Requirement: Each line below is to be set down again exactly.

─── Given entries ───

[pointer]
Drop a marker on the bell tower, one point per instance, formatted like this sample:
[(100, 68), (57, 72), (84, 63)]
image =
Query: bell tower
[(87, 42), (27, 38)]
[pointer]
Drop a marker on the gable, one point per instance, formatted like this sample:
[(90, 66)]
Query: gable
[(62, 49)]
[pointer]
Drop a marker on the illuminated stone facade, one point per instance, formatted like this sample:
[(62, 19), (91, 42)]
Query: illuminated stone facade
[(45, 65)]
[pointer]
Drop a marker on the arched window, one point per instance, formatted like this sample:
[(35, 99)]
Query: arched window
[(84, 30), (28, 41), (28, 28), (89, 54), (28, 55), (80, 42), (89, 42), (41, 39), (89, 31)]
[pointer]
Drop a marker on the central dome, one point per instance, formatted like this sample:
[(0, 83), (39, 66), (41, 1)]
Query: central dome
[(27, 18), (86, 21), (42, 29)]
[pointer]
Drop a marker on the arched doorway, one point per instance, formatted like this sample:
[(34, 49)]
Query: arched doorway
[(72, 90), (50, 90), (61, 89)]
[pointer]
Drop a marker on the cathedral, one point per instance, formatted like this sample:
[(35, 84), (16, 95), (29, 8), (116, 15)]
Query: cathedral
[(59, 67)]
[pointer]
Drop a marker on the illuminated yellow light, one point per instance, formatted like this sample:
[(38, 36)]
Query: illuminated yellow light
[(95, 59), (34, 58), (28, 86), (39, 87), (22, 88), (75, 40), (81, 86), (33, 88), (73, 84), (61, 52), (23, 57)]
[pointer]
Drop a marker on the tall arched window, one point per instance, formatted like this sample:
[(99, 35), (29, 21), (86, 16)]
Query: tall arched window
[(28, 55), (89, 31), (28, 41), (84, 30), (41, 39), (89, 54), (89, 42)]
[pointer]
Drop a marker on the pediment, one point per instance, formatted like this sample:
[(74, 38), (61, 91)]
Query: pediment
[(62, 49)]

───

Task result:
[pointer]
Drop a marker on the bell tower, one point per instance, formatted like this sample:
[(100, 68), (57, 72), (84, 63)]
image =
Query: bell tower
[(87, 42), (27, 38)]
[pointer]
Drop a marker on the gable, one point per instance, formatted like this sample:
[(90, 66)]
Query: gable
[(62, 49)]
[pointer]
Drop a marker on the illuminated stone facade, one point per instance, formatted like this sample:
[(62, 19), (91, 42)]
Query: illuminated stone facade
[(45, 65)]
[pointer]
Drop a marker on the arched window, one point per instance, formatted like this sample:
[(35, 99)]
Query: arched window
[(84, 30), (28, 41), (28, 28), (89, 54), (28, 55), (80, 42), (89, 42), (41, 39), (89, 31)]
[pointer]
Drop a marker on the central dome, one point per instance, formatted like this sample:
[(0, 83), (39, 66), (41, 1)]
Query: central dome
[(27, 18), (86, 21), (42, 29)]
[pointer]
Drop a marker on the arched doorway, one point per instance, formatted like this sample:
[(34, 49)]
Query: arched doorway
[(72, 90), (50, 90), (61, 89)]
[pointer]
Drop a marker on the cathedral, one point per instance, formatted like this sample:
[(35, 84), (16, 95), (29, 8), (116, 15)]
Query: cathedral
[(59, 67)]
[pointer]
Drop a marker on the illuminated yellow light, one point per instance, formatted like this sample:
[(38, 36)]
Query: illuminated yellow light
[(95, 59), (34, 58), (28, 86), (39, 87), (22, 88), (75, 40), (81, 86), (33, 88), (73, 84), (61, 52), (23, 57)]
[pointer]
Drop a marker on the tall arched window, one point per instance, formatted like this sample:
[(99, 35), (29, 21), (86, 16)]
Query: tall arched window
[(28, 55), (89, 31), (28, 41), (84, 30), (41, 39), (89, 54), (89, 42)]
[pointer]
Drop a marker on the pediment, one point per instance, formatted like this sample:
[(74, 38), (61, 91)]
Query: pediment
[(62, 49)]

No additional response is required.